Tintern Abbey, a place of history, a place of aspirations, a place of forgotten liturgy, a place of violence, a place of inspiring imagination, a place of healing, a place of repose.
Yes, Tintern is that and more, a true modern paradox. We now
seek to preserve what the Reformation sought to destroy. Nothing has changed on the denominational front.
Britain remains, officially, as committed to the Protestant expression of Christianity as it did under Henry
VIII who desolved such monasteries. Queen Elizabeth remains head of the Church and the Pope no longer has
any say in the political manoeuvrings in the affairs which governs this country. Yet we seek, as a nation,
to preserve these monuments to a Roman Catholic form of belief and practice, and are proud to do so!.
Why? Can it purely be because they are part of our history, that which made us what we are today? Can
it be that such ruins represent styles of architecture which need to be preserved? Here, true, is history.
Here, true, is the splendid architecture of the 13-15th centuries set in an incomparable setting. Here,
true, is the way mediaeval monasteries operated. That, in all probability, is what the conservationists
would have us believe.
THE UNDERLYING
MEANING OF TINTERN ABBEY
But that is not all which binds us to
such a site and such imperatives do not need the preservation of such monuments. There remain many whole
examples of such buildings and architecture that these ruins retain relative unimportance. I believe,
however, that another dimension is involved in our wish to preserve these monuments. One merely needs to
visit Tintern to understand why this could never be abandoned. Much of humanity is possessed of a soul which
operates often unwittingly and beyond knowing conception, and which is aware, therefore, of another and
spiritual dimension which oozes from such sites. Humanity is possessed of many attributes, not all of which
are clearly defined, let alone understood. In our recent past Tintern has evoked deeper feelings thanks to our
education system. Inevitably, at this point, one invokes Wordsworth and his poem:
"For I have learned
To look
on nature, not as in the hour
Of thoughtless youth; but hearing often times
The still, sad
music of Humanity,
Nor harsh nor grating, though of ample power
To chasten and subdue. And I
have felt
A presence that disturbs me with the joy
Of elevated thoughts; a sense sublime
Of something far more deeply interfused,
Whose dwelling is the light of setting suns,
And the
round ocean and the living air,
And the blue sky, and in the mind of man:
A motion and a
spirit that impels
All thinking things, all objects and all thought,
And rolls through all
things."
WORDSWORTH AND 'NEW AGE'
VALUES
For me Wordsworth was a progenitor of New Age
philosophy (as well as modern scientist with his view of an interconnected Universe!). Through his
imagination, meditation and insight he recognised the true value of Tintern, which is as alive today
as it was in his time, indeed as it was in the minds of those who gave birth to Tintern, and
probably, however unwittingly, in the minds of those who decided on its present form of
conservation.
So what is this ephemeral spiritual truth? No less than the harmony of God
and Humanity through the spiritual use of natural space and human architecture conditioned by
liturgy, the unification of human endeavour to expose a spiritual presence within the ordered world
of God’s creation. The harmony of the architecture to the surroundings of the Wye valley, the
feelings of a presence within the site, all the address this truth.
┄┄┄┄┄┄
Task to complete:
Repeat the passage of the Tintern Abbey essay starting at "Yes, Tintern is" and ending at "proud to do so!.", word for word. Work solely from the Tintern Abbey essay above.

Data segment:
┄┄┄┄┄┄
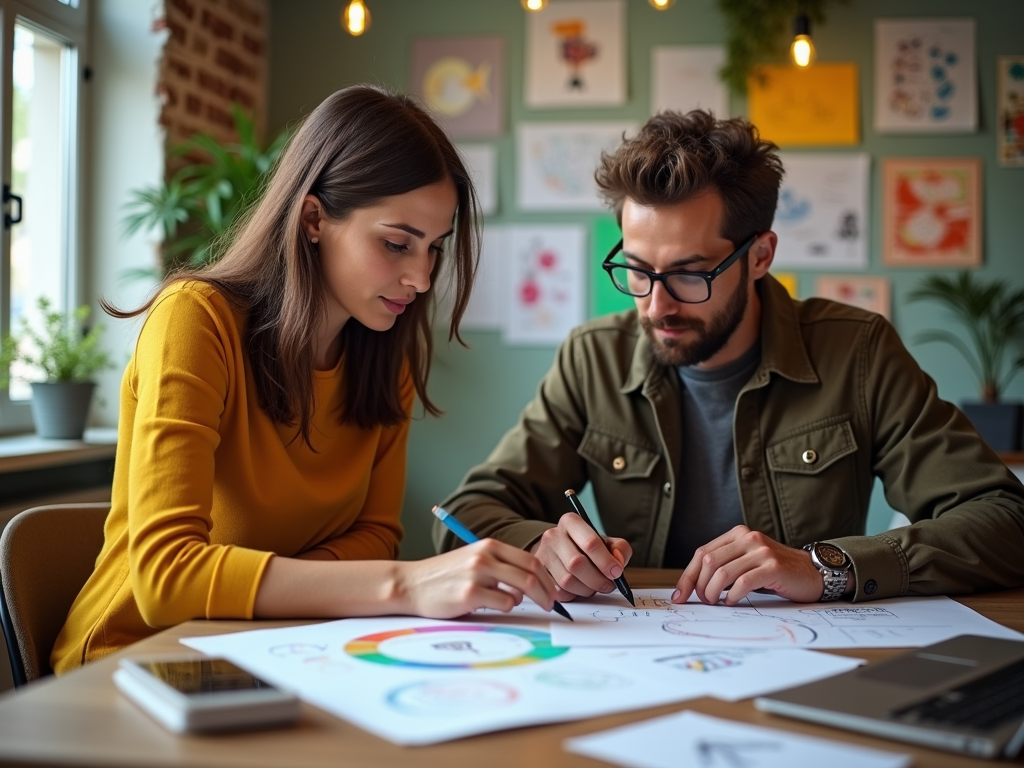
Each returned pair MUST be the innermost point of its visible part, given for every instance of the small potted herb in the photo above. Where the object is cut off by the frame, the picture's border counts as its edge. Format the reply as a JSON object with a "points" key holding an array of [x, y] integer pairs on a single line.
{"points": [[65, 357], [992, 317]]}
┄┄┄┄┄┄
Result:
Yes, Tintern is that and more, a true modern paradox. We now
seek to preserve what the Reformation sought to destroy. Nothing has changed on the denominational front.
Britain remains, officially, as committed to the Protestant expression of Christianity as it did under Henry
VIII who desolved such monasteries. Queen Elizabeth remains head of the Church and the Pope no longer has
any say in the political manoeuvrings in the affairs which governs this country. Yet we seek, as a nation,
to preserve these monuments to a Roman Catholic form of belief and practice, and are proud to do so!.